(TASK OBJECTIVE) Print all of the records below verbatim, with no changes.

(SUPPLIED RECORDS)

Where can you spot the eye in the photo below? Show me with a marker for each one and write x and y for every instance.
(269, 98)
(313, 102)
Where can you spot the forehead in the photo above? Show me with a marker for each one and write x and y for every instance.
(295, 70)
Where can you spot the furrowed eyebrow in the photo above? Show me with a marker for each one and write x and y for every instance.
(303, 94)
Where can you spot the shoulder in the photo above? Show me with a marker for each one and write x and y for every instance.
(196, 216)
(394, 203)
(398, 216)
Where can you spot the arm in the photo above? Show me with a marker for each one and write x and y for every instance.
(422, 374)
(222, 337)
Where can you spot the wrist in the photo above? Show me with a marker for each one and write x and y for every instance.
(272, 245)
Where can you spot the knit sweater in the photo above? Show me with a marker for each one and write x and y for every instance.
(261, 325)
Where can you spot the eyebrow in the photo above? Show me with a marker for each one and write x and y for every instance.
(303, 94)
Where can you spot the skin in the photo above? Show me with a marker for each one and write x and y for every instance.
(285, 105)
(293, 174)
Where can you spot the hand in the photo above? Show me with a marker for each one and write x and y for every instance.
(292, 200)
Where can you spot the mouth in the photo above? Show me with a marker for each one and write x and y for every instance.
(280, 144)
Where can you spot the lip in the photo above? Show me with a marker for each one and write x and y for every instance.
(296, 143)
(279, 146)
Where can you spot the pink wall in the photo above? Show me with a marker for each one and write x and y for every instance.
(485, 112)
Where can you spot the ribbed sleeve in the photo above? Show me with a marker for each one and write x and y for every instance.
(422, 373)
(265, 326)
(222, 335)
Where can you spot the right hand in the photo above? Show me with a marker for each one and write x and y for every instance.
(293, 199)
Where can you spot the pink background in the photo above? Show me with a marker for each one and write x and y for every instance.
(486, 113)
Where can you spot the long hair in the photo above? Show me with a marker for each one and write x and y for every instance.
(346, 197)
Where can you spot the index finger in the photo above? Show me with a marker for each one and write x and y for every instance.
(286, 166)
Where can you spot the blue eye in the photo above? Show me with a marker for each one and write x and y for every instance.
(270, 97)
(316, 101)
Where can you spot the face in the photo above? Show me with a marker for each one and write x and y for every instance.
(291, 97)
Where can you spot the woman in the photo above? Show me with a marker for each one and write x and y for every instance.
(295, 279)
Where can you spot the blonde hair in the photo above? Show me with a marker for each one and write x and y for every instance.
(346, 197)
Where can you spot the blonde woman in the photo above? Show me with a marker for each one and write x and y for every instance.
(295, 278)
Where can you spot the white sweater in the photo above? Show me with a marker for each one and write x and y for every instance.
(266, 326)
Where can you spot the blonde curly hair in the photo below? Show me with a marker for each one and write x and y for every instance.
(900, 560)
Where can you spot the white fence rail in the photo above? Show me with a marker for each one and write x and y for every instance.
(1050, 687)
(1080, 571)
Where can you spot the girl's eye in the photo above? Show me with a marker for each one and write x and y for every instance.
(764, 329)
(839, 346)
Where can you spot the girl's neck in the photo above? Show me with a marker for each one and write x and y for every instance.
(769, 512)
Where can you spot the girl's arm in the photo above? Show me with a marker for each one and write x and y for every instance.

(RESULT OF THIS TASK)
Where can you spot the eye in the photo below? Show me with a marker for each one and write x and y for every instance.
(269, 98)
(313, 102)
Where can you spot the forehead in the photo above? Show me with a marker for each one and write x and y for every instance.
(295, 70)
Where can you spot the furrowed eyebrow in the photo above? Show me with a marker for each one and write x and y for every instance.
(303, 94)
Where can you spot the shoulder in the photo above? Show me with a marker for each one and write x and y for every instance.
(196, 216)
(394, 203)
(398, 216)
Where can you spot the arm in the photo above? Show me with a marker for each one and write x and y for every instance.
(422, 374)
(222, 337)
Where can you spot the wrist in the photo above? Show me with a marker for each one and write x and y for every instance.
(272, 245)
Where can you spot the knit sweater in the photo above? Show me with a marker for each one and write x and y for every instance.
(261, 325)
Where can you spot the eyebrow in the photo above? Show me with a marker for each one and write x and y for every instance.
(303, 94)
Where can you spot the skin in the photo above? Show me with a marker for each one and write x and y for every instance.
(285, 105)
(293, 174)
Where can you spot the hand in the photo above? Show me with a marker for each one and write x and y for every instance.
(292, 200)
Where can you spot the mouth in the photo above? Show me with a marker for each one and write x and y for every instance.
(280, 144)
Where can you spot the lip in the photo above? Show me with a marker for each one and write x and y for every instance.
(296, 143)
(279, 146)
Where can you spot the pink wall in the photo above? Show me with a marker for each one and write x and y for every instance.
(485, 112)
Where can you spot the ribbed sleeve in the photo above? Show me with a marker for each one and write x and y for every instance.
(422, 373)
(265, 326)
(222, 335)
Where can you spot the right hand in the photo above? Show me with a marker for each one and write x and y for every instance.
(293, 199)
Where can you spot the pink background in the photo above? Show me with a marker for each one and write x and y for every instance.
(486, 113)
Where can you spot the long hair in the photo above? Show me with a marker for each one and write x and y for every instance.
(346, 197)
Where can you spot the index finger in the photo above? Show me with a marker for each one and write x and y for every instance.
(286, 166)
Where can you spot the blue eye in the photo above? Show me with a marker for each one and write x and y for every instance.
(270, 97)
(316, 101)
Where can you spot the face in the photo above? Show me with a marker for each one and write x and y for every instance.
(291, 97)
Where can you spot the woman in the photo above? Show me with a marker for each one and write x and y for every instance.
(295, 279)
Where can you spot the blonde hair in the photo above? Show me with a marker for each one and write x and y for every instance.
(346, 197)
Where can you spot the blonde woman in the photo above? Show me with a marker for each one and write x and y for every instance.
(295, 278)
Where can you spot the white sweater in the photo above? Show me with a marker for each one and write x and y for every instance.
(266, 326)
Where can you spot the blonde curly hair in the photo below? Show me with a marker for each one and write x and y for every instance.
(900, 560)
Where can you spot the white fence rail in the photo above? Show me with a marker for each one and write x and y for every instance.
(1050, 687)
(1080, 571)
Where can you spot the girl's eye in the photo above? Show me with a marker for each one and write x and y for every instance.
(764, 329)
(839, 346)
Where can you spot the girl's neck in the photo above? Show me with a marker for each one and write x and y for every instance.
(769, 512)
Where can you spot the girl's arm in the photo above? Show me with a marker for each one and write x and y for every instance.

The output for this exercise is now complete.